# [REQUIRED WORK]
Could you reproduce every one of the lines below word for word, leaving out the pictures?
= = =
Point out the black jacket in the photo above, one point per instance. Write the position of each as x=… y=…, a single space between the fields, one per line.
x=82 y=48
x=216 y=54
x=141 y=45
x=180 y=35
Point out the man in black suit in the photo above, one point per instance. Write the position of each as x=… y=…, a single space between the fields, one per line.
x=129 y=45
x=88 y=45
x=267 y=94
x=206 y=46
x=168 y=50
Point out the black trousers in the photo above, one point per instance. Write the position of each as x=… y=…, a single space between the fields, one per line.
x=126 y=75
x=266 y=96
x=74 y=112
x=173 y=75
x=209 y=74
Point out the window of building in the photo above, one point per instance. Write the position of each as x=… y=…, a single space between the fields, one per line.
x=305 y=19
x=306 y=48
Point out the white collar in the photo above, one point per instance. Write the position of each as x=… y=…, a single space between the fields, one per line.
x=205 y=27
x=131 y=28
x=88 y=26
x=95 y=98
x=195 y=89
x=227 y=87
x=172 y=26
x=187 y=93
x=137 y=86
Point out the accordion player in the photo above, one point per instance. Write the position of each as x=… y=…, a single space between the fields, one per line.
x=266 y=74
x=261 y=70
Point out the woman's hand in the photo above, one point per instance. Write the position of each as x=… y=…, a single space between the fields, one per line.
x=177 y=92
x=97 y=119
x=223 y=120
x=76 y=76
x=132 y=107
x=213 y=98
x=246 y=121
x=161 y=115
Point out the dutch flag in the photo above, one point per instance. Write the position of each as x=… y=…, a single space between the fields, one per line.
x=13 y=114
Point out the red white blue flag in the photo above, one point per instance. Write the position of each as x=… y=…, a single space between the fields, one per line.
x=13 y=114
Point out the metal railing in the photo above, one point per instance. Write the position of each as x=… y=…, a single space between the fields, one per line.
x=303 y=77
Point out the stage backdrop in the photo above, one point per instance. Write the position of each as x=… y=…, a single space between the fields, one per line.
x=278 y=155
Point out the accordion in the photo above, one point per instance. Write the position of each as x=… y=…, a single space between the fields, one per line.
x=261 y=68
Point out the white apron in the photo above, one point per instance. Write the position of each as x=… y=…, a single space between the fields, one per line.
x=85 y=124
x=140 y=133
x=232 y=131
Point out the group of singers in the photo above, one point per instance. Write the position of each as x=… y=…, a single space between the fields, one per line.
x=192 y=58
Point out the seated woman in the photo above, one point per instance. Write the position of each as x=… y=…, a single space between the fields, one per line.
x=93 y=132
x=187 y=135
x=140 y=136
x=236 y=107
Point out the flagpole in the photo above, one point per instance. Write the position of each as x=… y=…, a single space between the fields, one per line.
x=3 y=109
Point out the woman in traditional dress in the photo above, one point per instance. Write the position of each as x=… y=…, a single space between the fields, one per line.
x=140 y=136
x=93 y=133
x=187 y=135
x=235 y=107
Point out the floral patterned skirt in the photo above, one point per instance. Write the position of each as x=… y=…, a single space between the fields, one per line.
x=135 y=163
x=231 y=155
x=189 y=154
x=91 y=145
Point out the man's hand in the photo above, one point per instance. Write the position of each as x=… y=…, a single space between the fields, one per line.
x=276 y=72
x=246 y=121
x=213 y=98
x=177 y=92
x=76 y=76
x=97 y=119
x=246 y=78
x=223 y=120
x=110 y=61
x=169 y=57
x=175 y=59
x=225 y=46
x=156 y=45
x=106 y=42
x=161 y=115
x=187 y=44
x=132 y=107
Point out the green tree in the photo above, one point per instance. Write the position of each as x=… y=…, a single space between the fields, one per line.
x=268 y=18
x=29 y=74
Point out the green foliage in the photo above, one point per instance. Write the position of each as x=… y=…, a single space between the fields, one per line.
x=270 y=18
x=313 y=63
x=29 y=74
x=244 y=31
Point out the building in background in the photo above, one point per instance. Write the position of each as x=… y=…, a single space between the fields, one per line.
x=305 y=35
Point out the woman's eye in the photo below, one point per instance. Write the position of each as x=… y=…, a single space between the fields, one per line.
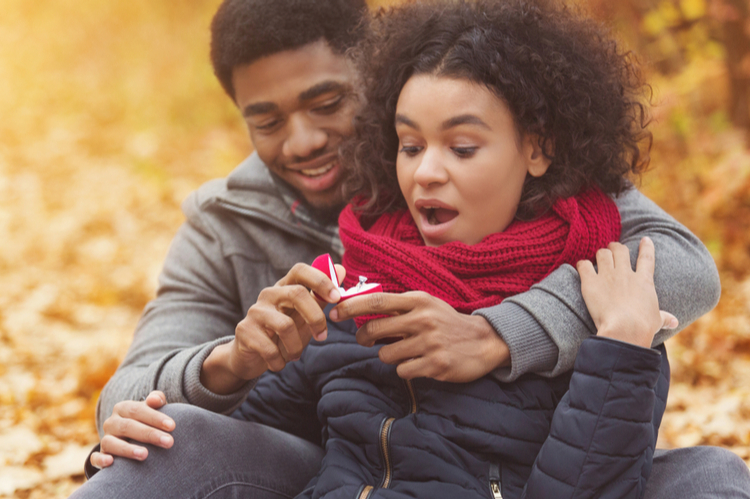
= = =
# [WORKED ANSWER]
Point out the black jacket in the photo above, one point per instance. Write the position of each as x=… y=…, a single space between the fields, one per line.
x=82 y=48
x=216 y=54
x=141 y=45
x=180 y=35
Point out the man in black suit in the photo above, one point per instance. Write the position of each as x=… y=…, a single space between the fields, one per line.
x=129 y=45
x=88 y=45
x=267 y=94
x=206 y=46
x=168 y=50
Point out the black trousers in the photo above, one point per instance. Write the position of each as x=… y=…, a single space between the fields, one per line.
x=126 y=75
x=266 y=96
x=74 y=112
x=173 y=75
x=209 y=74
Point out the window of building in the photo above, one point per instance. Write the position of each as x=… y=…, a single space between the fields, one per line.
x=305 y=19
x=306 y=48
Point out the white collar in the photo above, one point per instance. Write the position of each as x=… y=…, a single space between the fields, one per line.
x=205 y=27
x=131 y=28
x=88 y=26
x=95 y=98
x=195 y=89
x=227 y=87
x=172 y=26
x=187 y=93
x=137 y=86
Point out the accordion player in the photo above, one point per instance. Write the position of each as x=… y=…, a single space between the fields, one per line.
x=266 y=74
x=261 y=70
Point out the woman's hand in the photo above, one point per instance. Write the position of each as x=… y=…, a single space between the fields, one per line.
x=177 y=92
x=97 y=119
x=223 y=120
x=76 y=76
x=132 y=107
x=213 y=98
x=246 y=121
x=161 y=115
Point out the dutch flag in the photo above, one point per instance. Write the position of each as x=… y=…, a single space between the fields, one per line.
x=13 y=114
Point out the red white blue flag in the photo above, one point per instance. Write the position of each as x=… y=…, a single space between the fields, one per line.
x=13 y=114
Point out the metal railing in the photo above, one point per instance. Write the position of each as x=… y=…, a single space between the fields, one per line.
x=303 y=77
Point out the stage backdrop in the photo above, one point per instance. Write the position of each as x=… y=…, a single space between the fields, one per line.
x=278 y=155
Point out the accordion in the photo above, one point per instance. Write the position of each as x=… y=…, a single space between the fields, one per line.
x=261 y=68
Point out the white apron in the photo above, one point per instance. Write the position of each as x=… y=…, a single space between the fields, one per line.
x=85 y=124
x=140 y=133
x=232 y=131
Point out the group of singers in the photo above, one point per instance. Write the position of each as x=… y=…, a single space between the fields, one per line.
x=192 y=58
Point out the seated woman in the photo above, one point per instance. Write the position of each as x=… y=…, a single space between the fields, one per line.
x=93 y=132
x=187 y=135
x=140 y=136
x=236 y=107
Point out the flagpole in the photo above, one point per instance. Write the position of each as x=… y=…, a single space between the fields, one per line.
x=3 y=109
Point out the woman in traditional dress in the photo above, one point per instance. Write the position of each as x=… y=…, a single space between the fields, one per line.
x=140 y=136
x=93 y=133
x=187 y=135
x=235 y=107
Point out the floral patterned skirt in the photo above, one point per instance. Write the position of each as x=… y=…, a single space between the fields, one per line.
x=135 y=163
x=231 y=155
x=189 y=154
x=91 y=145
Point out the man's hand in the photo above, one point per instance. Write the position of each as x=… y=…, a single space between the fields, one per line.
x=276 y=72
x=246 y=121
x=213 y=98
x=177 y=92
x=76 y=76
x=97 y=119
x=246 y=78
x=223 y=120
x=110 y=61
x=169 y=57
x=175 y=59
x=225 y=46
x=156 y=45
x=106 y=42
x=161 y=115
x=187 y=44
x=132 y=107
Point out the green tree in the photo above, one point per instance. Write the position of each as x=… y=…, a single space between the fields, one per line.
x=268 y=18
x=29 y=74
Point out the green foliage in the photo above, one point per instance. Write the position of each as x=… y=…, a single space between the fields, one per line.
x=270 y=18
x=313 y=63
x=29 y=74
x=244 y=31
Point out the building in background in the photo above, one point per instance. Write the position of each as x=… y=…, a single space between the fields, one per line.
x=305 y=35
Point out the woman's eye in the photo below, one point per instance. Write the position of each as x=… y=…, a single space between the fields, one per line.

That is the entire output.